| Brief |
According to the Tour de France stage report, by how many seconds did BMC beat Team Sky in the stage 3 team time trial?

++++ Text section ++++

Poor lonesome Chavanel
Chavanel’s odyssey pleased the local crowd but he raced with no illusion. His lead was 3 minutes at km 50 and 4’25’’ with 100km to while Quick Step’s Tim De Clercq maintained a steady pace at the front of the peloton. The first withdrawal of the 105th Tour de France occurred when Tsgabu Grmay (Trek-Segafredo) called it a race in the feed zone at km 86 because of abdominal pains. Luis Leon Sanchez (Astana) was the second man out as he heavily crashed on a central reservation with 40km to go. Another crash involved Adam Yates (Mitchelton-Scott) who already lost time on stage 1 after a fall. The Brit was back in the pack with 25km to go, where Chavanel’s advantage was reduced to 1’15’’.
Gaviria crashes in the finale
Chavanel got reeled in after 170km of riding at the front. He took the price of the most combative rider and three seconds bonus with 14km to go whereas Philippe Gilbert (Quick Step) and Geraint Thomas (Sky) got two and one seconds respectively with the leading positions of the peloton. It was all together again with 13km to go. Marcel Kittel (Katusha-Alpecin) punctured with 8km to go and was out of contention for the sprint. Fernando Gaviria (Quick Step) crashed 1.8km before the finish. Arnaud Démare (Groupama-FDJ) who had a flat tyre with 20km to go launched the sprint from far along with John Degenkolb (Trek-Segafredo) but Peter Sagan (Bora-Hansgrohe) timed it well to fend off Sonny Colbrelli (Bahrain-Merida) and power to victory.
Stage 3: Cholet > Cholet – BMC offer yellow jersey to Van Avermaet
It was business almost as usual for Team BMC in Monday’s stage 3 as they confirmed their status as the world’s leading team time trial specialists to win the 35-km effort in Cholet. Richie Porte and his team-mates, five of which were already in the team who won a TTT on the Tour in 2015, clocked 38:46, to upstage pre-stage favorites Team Sky by four seconds. Third place went to Quick Step, who lost the stage and their yellow jersey chances by seven seconds. Peter Sagan, who was dropped by his Bora Hansgrohe team-mates, handed his yellow jersey to Greg Van Avermaet, who already led the Tour de France for three days in 2016, the year he also became Olympic champion.
Mitchelton-Scott set the pace
The eight riders of Mitchelton-Scott, winners of a similar stage in 2013 in Corsica, were the first to tackle the course at 3:10 pm. They were immediately followed by pre-stage favorites Team Sky. Their tactics were strikingly different as the Australian team seemed to spare Adam Yates and Mikel Nieve while the eight Sky riders took turns regularly. They were almost level on 14:12 and 14:13 at the first intermediate mark at kilometer 13. Movistar were just a second adrift at that stage but they faltered in the finale, to relinquish 49 seconds on Team Sky. But specialists BMC were the team to beat and they showed why they had won six of the last ten major team time trials by being fastest at the second intermediate mark to finish on 38:46, with a four seconds lead over Team Sky.
BMC take the lead
“We have strong riders, they took care of me so it was not so hard for me and it was great to see such a big crowd. It’s a good result but it’s far from over. You saw what happened in stage 1 with my crash. There is more time to take back of the other contenders,”
said team leader Richie Porte who, like Chris Froome, had lost 51 seconds after a crash in stage 1.
Their victory, the fourth in a TTT this season, also meant Team Sky have yet to win a team time trial on the Tour, having finished second or third in the four such efforts they took part in.
The stage victory was settled at this stage, even though Tom Dumoulin’s Team Sunweb also performed well, setting the 5th mark on 38:57, 11 seconds behind BMC. The suspense was also maintained by Team Quick Step, who challenged BMC until the very last kilometers with only Philippe Gilbert, Yves Lampaert, Julian Alaphilippe and Bob Jungels left. But they were seven seconds short of a stage win that might have handed Gilbert the yellow jersey. As for Peter Sagan, he was dropped by his Bora-Hansgrohe team-mates in the last hill. As a result, the yellow jersey has now changed three times in three days, which only happened once in the last 25 years, in 2015.

++++ Information supplied ++++

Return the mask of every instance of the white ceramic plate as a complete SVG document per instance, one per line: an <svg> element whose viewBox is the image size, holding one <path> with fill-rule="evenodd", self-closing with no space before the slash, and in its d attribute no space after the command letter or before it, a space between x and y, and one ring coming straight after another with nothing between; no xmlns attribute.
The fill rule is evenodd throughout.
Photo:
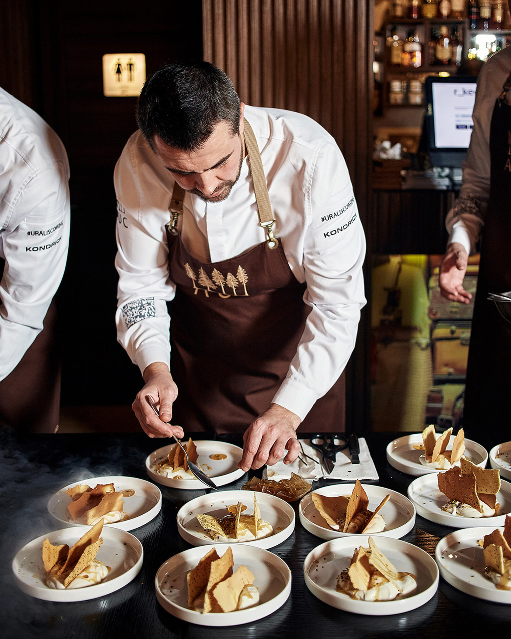
<svg viewBox="0 0 511 639"><path fill-rule="evenodd" d="M187 573L212 548L222 557L224 544L199 546L175 555L160 567L155 578L156 596L167 612L183 621L200 626L238 626L248 624L277 610L289 596L291 573L287 565L273 553L248 544L233 544L233 571L246 566L254 574L254 585L259 592L259 603L254 608L234 612L202 614L188 607Z"/></svg>
<svg viewBox="0 0 511 639"><path fill-rule="evenodd" d="M73 521L69 515L67 507L71 503L71 498L66 495L66 491L79 484L86 484L93 488L97 484L112 482L118 492L132 489L135 491L135 495L123 498L123 508L128 513L128 519L105 524L109 528L133 530L154 519L162 509L162 493L157 486L145 479L137 479L136 477L107 476L73 481L72 484L65 486L50 499L48 511L59 523L63 523L66 526L81 526L82 524Z"/></svg>
<svg viewBox="0 0 511 639"><path fill-rule="evenodd" d="M449 443L447 445L448 450L452 448L454 441L454 435L451 435ZM387 461L397 470L406 473L407 475L413 475L414 477L427 475L428 473L438 473L438 471L436 468L429 468L421 464L419 458L423 451L416 450L413 447L415 443L422 443L421 433L414 433L413 435L392 440L387 446ZM473 464L480 466L482 468L486 466L488 453L480 444L471 440L466 439L464 454ZM459 464L455 465L459 466Z"/></svg>
<svg viewBox="0 0 511 639"><path fill-rule="evenodd" d="M197 463L206 474L211 478L217 486L225 486L234 481L245 472L238 468L238 462L241 461L243 451L239 446L225 442L217 442L214 440L203 440L195 442L197 452L199 453ZM197 490L206 487L199 479L187 473L182 479L166 477L156 472L155 468L169 454L174 444L164 446L154 450L146 459L146 470L148 475L153 481L163 486L169 486L172 488L186 490ZM211 459L210 456L220 453L226 455L225 459ZM208 468L209 466L209 468Z"/></svg>
<svg viewBox="0 0 511 639"><path fill-rule="evenodd" d="M500 476L511 479L511 442L500 443L490 450L490 466L500 471Z"/></svg>
<svg viewBox="0 0 511 639"><path fill-rule="evenodd" d="M421 548L400 539L379 537L376 544L397 570L411 573L417 581L415 593L392 601L352 599L335 587L337 578L349 562L356 548L369 547L369 535L351 535L327 541L312 550L303 562L307 588L330 606L359 615L396 615L413 610L429 601L438 587L438 568L432 557Z"/></svg>
<svg viewBox="0 0 511 639"><path fill-rule="evenodd" d="M261 518L271 525L273 533L268 537L254 541L239 542L235 539L215 541L215 543L250 544L259 548L272 548L287 539L294 530L294 511L282 499L266 493L257 493L257 505ZM254 491L251 490L226 490L211 493L192 499L185 504L178 512L178 530L179 534L194 546L210 545L213 541L197 521L195 515L212 515L220 519L228 514L227 507L238 502L247 506L245 514L254 513Z"/></svg>
<svg viewBox="0 0 511 639"><path fill-rule="evenodd" d="M480 517L472 519L445 512L441 507L448 501L447 497L438 489L438 473L417 477L408 486L408 497L413 502L418 514L425 519L441 523L451 528L472 528L481 526L504 525L506 514L511 512L511 484L501 481L500 490L497 493L497 501L500 504L500 514L495 517Z"/></svg>
<svg viewBox="0 0 511 639"><path fill-rule="evenodd" d="M27 594L47 601L84 601L103 597L129 583L142 567L144 551L136 537L125 530L103 527L103 543L96 558L112 569L105 581L74 590L54 590L43 581L43 542L47 537L54 544L67 544L70 548L88 530L89 526L65 528L42 535L24 546L12 562L16 583Z"/></svg>
<svg viewBox="0 0 511 639"><path fill-rule="evenodd" d="M370 511L374 511L387 495L390 495L390 498L379 511L379 514L385 520L385 530L383 532L372 534L374 536L392 537L397 539L411 530L415 525L415 508L409 499L400 493L380 486L373 486L371 484L363 484L362 486L369 500ZM335 484L319 488L314 492L328 497L341 495L349 497L352 489L353 484ZM322 539L337 539L338 537L348 536L346 532L340 532L330 528L316 510L312 495L312 493L306 495L298 507L298 516L305 530Z"/></svg>
<svg viewBox="0 0 511 639"><path fill-rule="evenodd" d="M511 603L511 590L498 590L492 581L484 576L483 549L477 543L478 539L489 535L496 527L455 530L438 542L435 558L440 574L454 588L488 601Z"/></svg>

++++

| Response |
Four seconds.